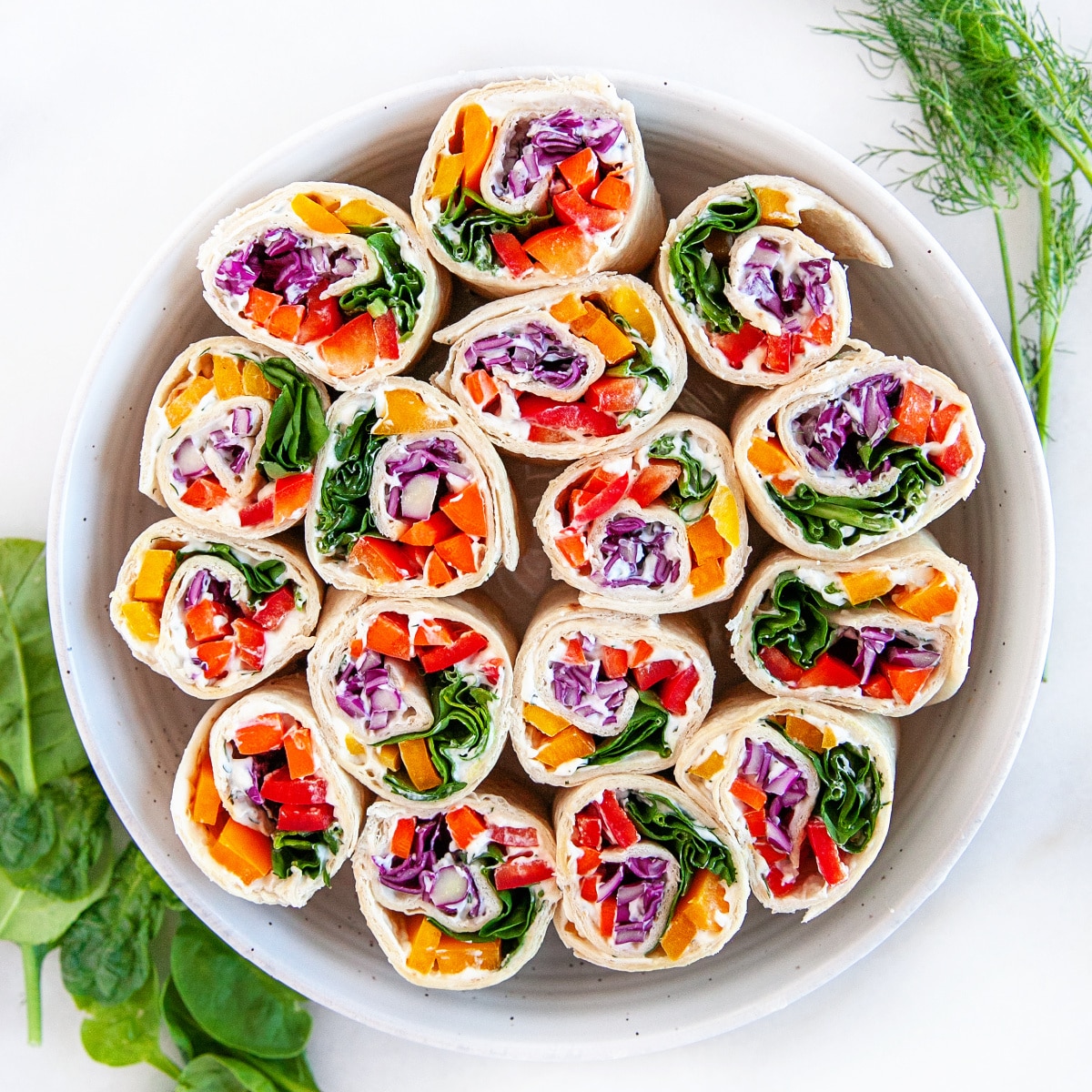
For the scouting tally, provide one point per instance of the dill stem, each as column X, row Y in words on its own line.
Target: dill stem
column 1010, row 293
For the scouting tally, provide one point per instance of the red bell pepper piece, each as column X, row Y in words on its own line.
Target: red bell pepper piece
column 522, row 872
column 260, row 511
column 828, row 858
column 737, row 348
column 618, row 825
column 438, row 660
column 649, row 674
column 676, row 692
column 780, row 666
column 305, row 818
column 271, row 612
column 282, row 789
column 830, row 672
column 576, row 416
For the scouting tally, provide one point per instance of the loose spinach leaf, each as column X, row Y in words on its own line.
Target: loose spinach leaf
column 460, row 729
column 838, row 521
column 261, row 579
column 79, row 811
column 105, row 955
column 691, row 495
column 300, row 851
column 344, row 512
column 399, row 288
column 464, row 228
column 643, row 732
column 38, row 742
column 660, row 820
column 232, row 999
column 795, row 622
column 298, row 426
column 698, row 278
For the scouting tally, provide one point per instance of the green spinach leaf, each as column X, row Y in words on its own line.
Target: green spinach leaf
column 232, row 999
column 698, row 277
column 298, row 426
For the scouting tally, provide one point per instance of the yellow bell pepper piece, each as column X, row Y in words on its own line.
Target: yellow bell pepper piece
column 862, row 587
column 709, row 768
column 407, row 413
column 317, row 217
column 255, row 382
column 774, row 207
column 184, row 403
column 142, row 620
column 449, row 172
column 565, row 747
column 705, row 541
column 623, row 299
column 725, row 514
column 228, row 377
column 424, row 939
column 157, row 568
column 419, row 764
column 546, row 722
column 359, row 213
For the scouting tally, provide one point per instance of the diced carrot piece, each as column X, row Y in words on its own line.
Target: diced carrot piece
column 678, row 935
column 424, row 940
column 389, row 636
column 768, row 457
column 205, row 494
column 612, row 192
column 206, row 808
column 913, row 414
column 546, row 722
column 459, row 552
column 862, row 587
column 906, row 682
column 566, row 746
column 243, row 851
column 419, row 764
column 142, row 620
column 467, row 511
column 937, row 598
column 481, row 388
column 298, row 749
column 705, row 541
column 284, row 322
column 562, row 251
column 157, row 568
column 261, row 305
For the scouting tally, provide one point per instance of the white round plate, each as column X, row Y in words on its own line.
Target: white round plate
column 954, row 758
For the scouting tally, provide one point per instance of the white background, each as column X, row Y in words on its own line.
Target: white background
column 117, row 119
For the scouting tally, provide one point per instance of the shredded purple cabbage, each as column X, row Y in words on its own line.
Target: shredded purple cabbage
column 535, row 349
column 634, row 551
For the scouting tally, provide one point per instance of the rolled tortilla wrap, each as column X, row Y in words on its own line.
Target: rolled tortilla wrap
column 216, row 615
column 333, row 277
column 459, row 898
column 649, row 878
column 861, row 452
column 230, row 438
column 410, row 496
column 557, row 180
column 654, row 528
column 805, row 787
column 566, row 371
column 888, row 632
column 748, row 272
column 413, row 698
column 259, row 803
column 602, row 692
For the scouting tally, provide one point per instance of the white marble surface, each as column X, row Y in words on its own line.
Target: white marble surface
column 118, row 118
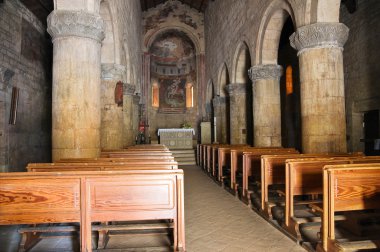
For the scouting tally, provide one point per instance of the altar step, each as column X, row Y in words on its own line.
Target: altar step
column 184, row 157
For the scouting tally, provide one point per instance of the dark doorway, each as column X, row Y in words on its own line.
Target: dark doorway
column 371, row 132
column 290, row 90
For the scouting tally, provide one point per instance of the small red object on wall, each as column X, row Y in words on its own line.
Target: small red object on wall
column 119, row 94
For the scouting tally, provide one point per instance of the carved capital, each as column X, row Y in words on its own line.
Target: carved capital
column 265, row 72
column 114, row 72
column 319, row 35
column 5, row 76
column 236, row 88
column 219, row 101
column 65, row 23
column 129, row 89
column 136, row 99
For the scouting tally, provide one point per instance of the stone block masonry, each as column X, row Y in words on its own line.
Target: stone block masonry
column 25, row 62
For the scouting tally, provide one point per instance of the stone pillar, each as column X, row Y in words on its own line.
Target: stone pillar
column 238, row 118
column 111, row 133
column 266, row 105
column 77, row 37
column 219, row 104
column 129, row 133
column 320, row 55
column 136, row 119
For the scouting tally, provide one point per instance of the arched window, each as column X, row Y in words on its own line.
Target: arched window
column 189, row 95
column 155, row 95
column 289, row 80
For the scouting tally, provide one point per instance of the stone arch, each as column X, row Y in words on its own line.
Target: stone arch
column 223, row 80
column 209, row 97
column 109, row 51
column 149, row 39
column 241, row 64
column 129, row 69
column 270, row 30
column 327, row 11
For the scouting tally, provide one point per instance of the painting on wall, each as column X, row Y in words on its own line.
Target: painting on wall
column 172, row 92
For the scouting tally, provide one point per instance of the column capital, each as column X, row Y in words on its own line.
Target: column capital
column 129, row 89
column 265, row 72
column 219, row 101
column 236, row 88
column 136, row 99
column 112, row 71
column 64, row 23
column 319, row 35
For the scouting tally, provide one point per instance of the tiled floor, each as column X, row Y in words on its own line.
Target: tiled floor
column 215, row 221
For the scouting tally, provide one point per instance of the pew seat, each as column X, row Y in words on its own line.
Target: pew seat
column 93, row 197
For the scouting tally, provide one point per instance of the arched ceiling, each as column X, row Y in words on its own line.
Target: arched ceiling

---

**What the task requires:** Can you arrange every line of the records above as a numbered list, leaving out blank lines and the pictures?

**Solution to the exercise:**
1. For the scouting tally, provide one point per instance of the dill stem, each as column X, row Y in words on its own line.
2. Target: dill stem
3. column 1010, row 293
4. For the scouting tally, provide one point per instance of the red bell pepper piece, each as column X, row Y in words on its own line.
5. Target: red bell pepper piece
6. column 522, row 872
7. column 260, row 511
8. column 828, row 858
9. column 737, row 348
10. column 618, row 825
11. column 438, row 660
12. column 649, row 674
13. column 676, row 692
14. column 780, row 666
15. column 305, row 818
16. column 271, row 612
17. column 282, row 789
18. column 830, row 672
19. column 576, row 416
20. For the scouting tally, provide one point per instance of the loose spinach leaf, each as column X, row Y in words on its own line.
21. Target: loose spinach leaf
22. column 460, row 729
23. column 838, row 521
24. column 261, row 579
25. column 79, row 811
26. column 105, row 955
27. column 691, row 495
28. column 300, row 851
29. column 344, row 512
30. column 399, row 288
31. column 464, row 228
32. column 643, row 732
33. column 38, row 742
34. column 660, row 820
35. column 232, row 999
36. column 795, row 622
37. column 298, row 426
38. column 698, row 278
39. For the scouting tally, provide one point per instance of the green spinach leaf, each as column X, row Y in words on its own line.
40. Target: green spinach leaf
41. column 232, row 999
42. column 698, row 277
43. column 298, row 426
44. For the scouting tally, provide one point per instance of the yellow bell pepper piece, each as column X, row Y in words on its own line.
45. Target: yellow bell pepper piece
46. column 862, row 587
47. column 709, row 768
48. column 407, row 413
49. column 317, row 217
50. column 255, row 382
51. column 774, row 207
52. column 184, row 403
53. column 142, row 620
54. column 449, row 172
55. column 565, row 747
56. column 705, row 541
57. column 623, row 299
58. column 725, row 514
59. column 228, row 377
60. column 424, row 939
61. column 157, row 568
62. column 419, row 764
63. column 546, row 722
64. column 359, row 213
65. For the scouting tally, provide one point per instance of the diced carrot piece, each as column X, row Y in words on its own line.
66. Target: diced carrot piece
67. column 678, row 935
68. column 424, row 940
69. column 389, row 636
70. column 768, row 457
71. column 205, row 494
72. column 612, row 192
73. column 206, row 808
74. column 913, row 414
75. column 546, row 722
76. column 459, row 552
77. column 862, row 587
78. column 906, row 682
79. column 566, row 746
80. column 243, row 851
81. column 419, row 764
82. column 142, row 620
83. column 467, row 511
84. column 937, row 598
85. column 481, row 388
86. column 298, row 749
87. column 705, row 541
88. column 284, row 322
89. column 562, row 251
90. column 157, row 568
91. column 261, row 305
92. For the scouting tally, provide one point per instance of the white round plate, each as column X, row Y in words on its own line.
93. Target: white round plate
94. column 954, row 758
95. For the scouting tally, provide one point per instance of the white background, each as column X, row Y in words on its own line.
96. Target: white background
97. column 117, row 119
98. For the scouting tally, provide one point per instance of the shredded purple cabbage, each as column X, row Y in words on its own line.
99. Target: shredded purple cabbage
100. column 535, row 349
101. column 634, row 551
102. For the scouting tally, provide one point per instance of the rolled tortilla wrap, each as column X, row Y in words on its own line.
103. Target: rolled tortilla wrap
104. column 216, row 615
105. column 333, row 277
106. column 459, row 898
107. column 649, row 878
108. column 861, row 452
109. column 230, row 438
110. column 410, row 496
111. column 557, row 180
112. column 654, row 528
113. column 805, row 787
114. column 566, row 371
115. column 888, row 632
116. column 748, row 272
117. column 413, row 698
118. column 259, row 803
119. column 602, row 692
120. For the scouting tally, provide one point per instance of the white marble surface, each as column X, row Y in words on its own line.
121. Target: white marble surface
122. column 118, row 118
123. For the scouting tally, provide one point per instance of the altar step, each as column X, row Y in words on its own line.
124. Target: altar step
125. column 184, row 157
126. For the scouting tally, provide one point per instance of the dark doorway, each as column X, row Y in words on its own line.
127. Target: dark doorway
128. column 371, row 132
129. column 290, row 90
130. For the scouting tally, provide one point per instance of the small red object on wall, each as column X, row Y in words on its own line.
131. Target: small red object on wall
132. column 119, row 94
133. For the scouting tally, provide one point per instance of the carved capital, each as column X, row Y in words on its own line.
134. Target: carved capital
135. column 265, row 72
136. column 114, row 72
137. column 319, row 35
138. column 5, row 76
139. column 236, row 88
140. column 219, row 101
141. column 65, row 23
142. column 129, row 89
143. column 136, row 99
144. For the scouting tally, provide one point per instance of the stone block masonry, each as column X, row Y in words on its own line.
145. Target: stone block masonry
146. column 25, row 62
147. For the scouting tally, provide one point per instance of the stone pillar, each as column X, row Y in words on its own line.
148. Target: stone pillar
149. column 238, row 118
150. column 111, row 133
151. column 266, row 105
152. column 77, row 37
153. column 219, row 104
154. column 129, row 133
155. column 320, row 55
156. column 136, row 119
157. For the scouting tally, provide one point per instance of the arched window, each as column X, row Y in words on its own line.
158. Target: arched window
159. column 189, row 95
160. column 155, row 95
161. column 289, row 80
162. For the scouting tally, provide one point per instance of the stone arch, each as column X, row Y in words on its own line.
163. Target: stone arch
164. column 223, row 80
165. column 209, row 97
166. column 109, row 51
167. column 149, row 39
168. column 241, row 64
169. column 129, row 69
170. column 270, row 30
171. column 327, row 11
172. For the scouting tally, provide one point per instance of the painting on wall, each as column X, row Y in words on its own line.
173. Target: painting on wall
174. column 172, row 92
175. For the scouting tally, provide one point per instance of the column capital, each as column X, row Y in words on its own line.
176. Target: column capital
177. column 129, row 89
178. column 265, row 72
179. column 219, row 101
180. column 236, row 88
181. column 136, row 99
182. column 112, row 71
183. column 64, row 23
184. column 319, row 35
185. For the scouting tally, provide one point per instance of the tiled floor, each as column X, row Y in words on its own line.
186. Target: tiled floor
187. column 215, row 221
188. For the scouting tally, provide one point per instance of the pew seat, each as column X, row Y in words on its own line.
189. Target: pew seat
190. column 93, row 197
191. For the scouting tally, provide one point per instance of the arched ceiling, each as column X, row Y in words on its own line.
192. Target: arched ceiling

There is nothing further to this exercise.